"""
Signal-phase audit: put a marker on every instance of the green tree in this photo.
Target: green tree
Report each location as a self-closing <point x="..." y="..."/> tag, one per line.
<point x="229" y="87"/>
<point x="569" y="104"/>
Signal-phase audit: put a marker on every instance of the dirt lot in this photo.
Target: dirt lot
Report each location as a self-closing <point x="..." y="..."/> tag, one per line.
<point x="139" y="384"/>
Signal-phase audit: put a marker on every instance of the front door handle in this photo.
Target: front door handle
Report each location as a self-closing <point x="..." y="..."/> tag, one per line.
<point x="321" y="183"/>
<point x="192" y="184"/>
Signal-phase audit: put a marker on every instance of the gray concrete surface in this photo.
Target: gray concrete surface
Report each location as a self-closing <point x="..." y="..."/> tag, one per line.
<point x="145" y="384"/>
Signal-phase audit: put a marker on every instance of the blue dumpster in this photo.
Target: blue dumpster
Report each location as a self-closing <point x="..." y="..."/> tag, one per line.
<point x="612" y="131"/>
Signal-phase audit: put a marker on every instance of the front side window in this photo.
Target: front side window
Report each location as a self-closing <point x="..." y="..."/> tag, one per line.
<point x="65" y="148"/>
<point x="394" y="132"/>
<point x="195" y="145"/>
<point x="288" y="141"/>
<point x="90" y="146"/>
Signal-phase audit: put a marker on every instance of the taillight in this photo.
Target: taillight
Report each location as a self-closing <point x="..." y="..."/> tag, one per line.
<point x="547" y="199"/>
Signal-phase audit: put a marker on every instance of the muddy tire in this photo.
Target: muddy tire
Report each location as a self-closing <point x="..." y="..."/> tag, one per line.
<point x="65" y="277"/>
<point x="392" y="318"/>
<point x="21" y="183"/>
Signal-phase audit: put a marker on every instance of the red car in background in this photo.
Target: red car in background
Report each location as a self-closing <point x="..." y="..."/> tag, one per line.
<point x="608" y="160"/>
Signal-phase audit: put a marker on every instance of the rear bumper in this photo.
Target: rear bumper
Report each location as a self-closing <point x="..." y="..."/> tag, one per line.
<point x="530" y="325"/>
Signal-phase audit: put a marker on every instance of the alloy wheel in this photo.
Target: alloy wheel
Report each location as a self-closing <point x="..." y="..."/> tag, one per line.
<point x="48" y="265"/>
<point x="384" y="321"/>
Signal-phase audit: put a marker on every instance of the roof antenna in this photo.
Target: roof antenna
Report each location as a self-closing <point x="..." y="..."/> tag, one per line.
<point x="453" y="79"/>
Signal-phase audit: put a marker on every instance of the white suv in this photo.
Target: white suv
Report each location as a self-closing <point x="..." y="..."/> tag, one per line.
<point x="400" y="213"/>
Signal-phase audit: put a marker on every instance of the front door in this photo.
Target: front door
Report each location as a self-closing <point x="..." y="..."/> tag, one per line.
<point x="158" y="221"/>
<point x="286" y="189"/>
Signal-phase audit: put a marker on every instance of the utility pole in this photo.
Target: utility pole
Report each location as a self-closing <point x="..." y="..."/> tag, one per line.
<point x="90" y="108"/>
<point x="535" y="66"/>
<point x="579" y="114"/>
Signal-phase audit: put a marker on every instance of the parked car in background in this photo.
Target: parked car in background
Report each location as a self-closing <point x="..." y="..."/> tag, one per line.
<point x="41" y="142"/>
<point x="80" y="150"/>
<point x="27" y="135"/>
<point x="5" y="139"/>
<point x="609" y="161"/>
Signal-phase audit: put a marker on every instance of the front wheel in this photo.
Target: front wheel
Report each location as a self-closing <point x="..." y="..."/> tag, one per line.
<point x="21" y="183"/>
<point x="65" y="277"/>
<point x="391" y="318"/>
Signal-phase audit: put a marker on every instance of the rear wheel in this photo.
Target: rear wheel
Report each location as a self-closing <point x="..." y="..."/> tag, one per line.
"""
For the word "door", show every line of the entries that holds it.

→ Response to the task:
Signal-phase audit: put a marker on every instance of the front door handle in this photo.
Target: front door handle
Signal-phase audit: put a marker on every instance of the front door in this photo.
Target: front door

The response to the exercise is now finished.